§ **Source document**:
____
Where this particular look-at-Ukraine effort fails is largely in scale. What’s alleged is that one contractor — who stopped working with the DNC in July — worked with staff at the Ukrainian embassy to examine Manafort’s record. Such research wasn’t part of her role with the party, and there’s no evidence that the DNC was broadly aware of her efforts. There’s no evidence that the Ukrainian government was actively engaged in a large effort to aid the Democrats or Hillary Clinton’s campaign. By contrast, U.S. intelligence officials uncovered evidence that Russia was trying to aid Trump at the highest levels — and was actively doing so in various ways.

“It sounds like big stuff, very interesting with Ukraine. I just spoke with the new president a while ago, and congratulated him. ... But that sounds like big, big stuff, and I’m not surprised.” — Trump, to Hannity earlier this year

Earlier this year, the idea that Ukraine had interfered in a Russia-like way expanded outward in a new direction. Manafort’s tenure with Trump’s campaign ended after a Ukrainian politician publicized what he claimed were documents maintaining an account of secret payments from a Russia-linked political party to Manafort. Trump was already battered by questions about his ties to Russia; the report of the secret ledger crystallized his desire to dump Manafort from his team.

There’s no question that Manafort worked for the party at issue. There have been questions raised about the legitimacy of the ledger itself, though the Associated Press has confirmed one of the payments it documents.

Last year, the Ukrainian government concluded that two officials — a member of parliament and the head of the anti-corruption bureau — had violated the law by publicizing Manafort’s name. That action was criticized as amounting to interference in the U.S. presidential election and thereby “harm[ing] the interests of Ukraine as a state.” It was not, however, evidence of an orchestrated attempt to help Clinton — or even obviously untrue.

Speaking to Hannity earlier this year, Trump claimed that this development amounted to “big, big stuff.” In a rambling interview with CNN’s Chris Cuomo on Thursday night, Trump attorney Rudolph W. Giuliani similarly evoked the incident as being problematic.

“I was investigating, going back to last year, complaints that the Ukrainian people, several people in Ukraine, knew about a tremendous amount of collusion between Ukrainian officials, and Hillary Clinton, and the Democratic National Committee,” Giuliani claimed, “including a completely fraudulent document that was produced, in order to begin the investigation of Manafort."

This was an inaccurate summary of the allegations above. Giuliani's broader claims to Cuomo centered on what might be involved in the whistleblower complaint.
____
Location identification entries
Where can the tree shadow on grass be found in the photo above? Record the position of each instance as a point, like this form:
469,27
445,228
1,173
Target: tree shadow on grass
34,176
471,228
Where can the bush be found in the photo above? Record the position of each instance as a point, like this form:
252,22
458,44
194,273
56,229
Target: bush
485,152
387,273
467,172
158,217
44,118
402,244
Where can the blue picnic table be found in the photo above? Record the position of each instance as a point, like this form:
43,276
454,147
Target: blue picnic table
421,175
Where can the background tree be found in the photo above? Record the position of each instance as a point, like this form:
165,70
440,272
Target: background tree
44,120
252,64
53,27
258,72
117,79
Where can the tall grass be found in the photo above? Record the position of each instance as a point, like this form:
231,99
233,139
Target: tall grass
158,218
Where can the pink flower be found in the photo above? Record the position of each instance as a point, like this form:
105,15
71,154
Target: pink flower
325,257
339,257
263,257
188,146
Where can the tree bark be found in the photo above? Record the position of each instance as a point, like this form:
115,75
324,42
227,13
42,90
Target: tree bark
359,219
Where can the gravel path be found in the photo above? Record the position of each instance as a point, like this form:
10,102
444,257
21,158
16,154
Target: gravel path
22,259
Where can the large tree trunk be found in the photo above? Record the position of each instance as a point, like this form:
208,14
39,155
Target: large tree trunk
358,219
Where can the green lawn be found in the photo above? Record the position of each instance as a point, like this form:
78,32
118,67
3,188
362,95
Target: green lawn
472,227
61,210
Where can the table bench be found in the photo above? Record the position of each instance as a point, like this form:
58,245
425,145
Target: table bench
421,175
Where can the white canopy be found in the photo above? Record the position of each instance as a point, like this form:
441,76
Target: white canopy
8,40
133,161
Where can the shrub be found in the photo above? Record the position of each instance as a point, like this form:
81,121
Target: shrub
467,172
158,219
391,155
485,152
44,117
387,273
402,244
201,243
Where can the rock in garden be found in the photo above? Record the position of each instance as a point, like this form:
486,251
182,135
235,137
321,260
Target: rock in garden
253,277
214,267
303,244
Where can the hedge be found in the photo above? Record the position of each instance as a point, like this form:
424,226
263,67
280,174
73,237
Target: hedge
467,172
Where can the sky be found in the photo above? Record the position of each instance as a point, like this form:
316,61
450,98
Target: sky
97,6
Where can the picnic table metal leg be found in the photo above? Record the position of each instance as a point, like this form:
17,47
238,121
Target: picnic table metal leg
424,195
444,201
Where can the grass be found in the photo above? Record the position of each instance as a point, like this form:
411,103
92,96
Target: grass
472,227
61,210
____
§ **Problems and tasks**:
1. Answer these questions from the Ukraine passage.
(a) In what month did the contractor stop working with the DNC?
(b) Which news organization confirmed one of the payments recorded in the ledger?
(c) Which two officials did the Ukrainian government conclude had broken the law by publicizing Manafort's name?
2. Retype the rows from the line with "Where can the grass" through the end of the rows, both ends included, leaving every line unchanged.

§ **Answers for the exercise**:
1.
(a) July
(b) The Associated Press
(c) A member of parliament and the head of the anti-corruption bureau

2.
Where can the grass be found in the photo above? Record the position of each instance as a point, like this form:
411,103
92,96
Target: grass
472,227
61,210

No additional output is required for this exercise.